Instructions for the task
Can you reproduce every row below, requests included, adding 59 to each x and y coordinate in the answers? Leave the sample coordinates inside the requests unchanged.

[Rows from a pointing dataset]
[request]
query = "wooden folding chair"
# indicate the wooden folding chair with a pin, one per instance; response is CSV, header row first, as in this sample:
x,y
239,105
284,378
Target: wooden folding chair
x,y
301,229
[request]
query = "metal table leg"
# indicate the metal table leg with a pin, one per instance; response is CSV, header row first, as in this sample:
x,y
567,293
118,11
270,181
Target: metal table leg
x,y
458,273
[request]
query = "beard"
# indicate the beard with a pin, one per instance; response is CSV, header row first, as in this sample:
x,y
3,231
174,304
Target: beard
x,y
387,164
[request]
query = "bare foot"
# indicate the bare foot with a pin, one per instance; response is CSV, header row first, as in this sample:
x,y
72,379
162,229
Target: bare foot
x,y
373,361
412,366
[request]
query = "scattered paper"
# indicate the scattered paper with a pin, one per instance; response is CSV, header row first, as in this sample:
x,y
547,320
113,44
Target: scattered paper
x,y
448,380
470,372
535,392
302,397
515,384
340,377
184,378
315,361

Task answer
[request]
query = "wooden folding chair"
# indicate the wooden folding chair with a pin, one per instance; response is CSV, header row first, as in this sample:
x,y
239,105
284,378
Target: wooden folding chair
x,y
360,288
[request]
query = "metal table leg"
# indicate the metal table leg with a pin, one per instance; response is CSV, header row first, as in this sample:
x,y
567,293
118,11
270,181
Target: metal table leg
x,y
517,332
[request]
query = "beard"
# indicate the beard with a pin, one per instance; response is CSV, header row first, as in this sample:
x,y
3,231
174,304
Target: beard
x,y
446,223
[request]
query = "bare foot"
# indicate the bare foot with a pin, one per instance; response is CSV, header row first, as in this sample:
x,y
72,379
162,229
Target: bare foot
x,y
432,420
471,425
[request]
query = "scattered paper"
# indicate the scattered paper with a pin, one per instance; response is CSV, header row first, as in this sample:
x,y
547,320
113,44
Target: scattered paper
x,y
507,439
529,431
594,451
361,456
574,443
399,436
243,437
374,420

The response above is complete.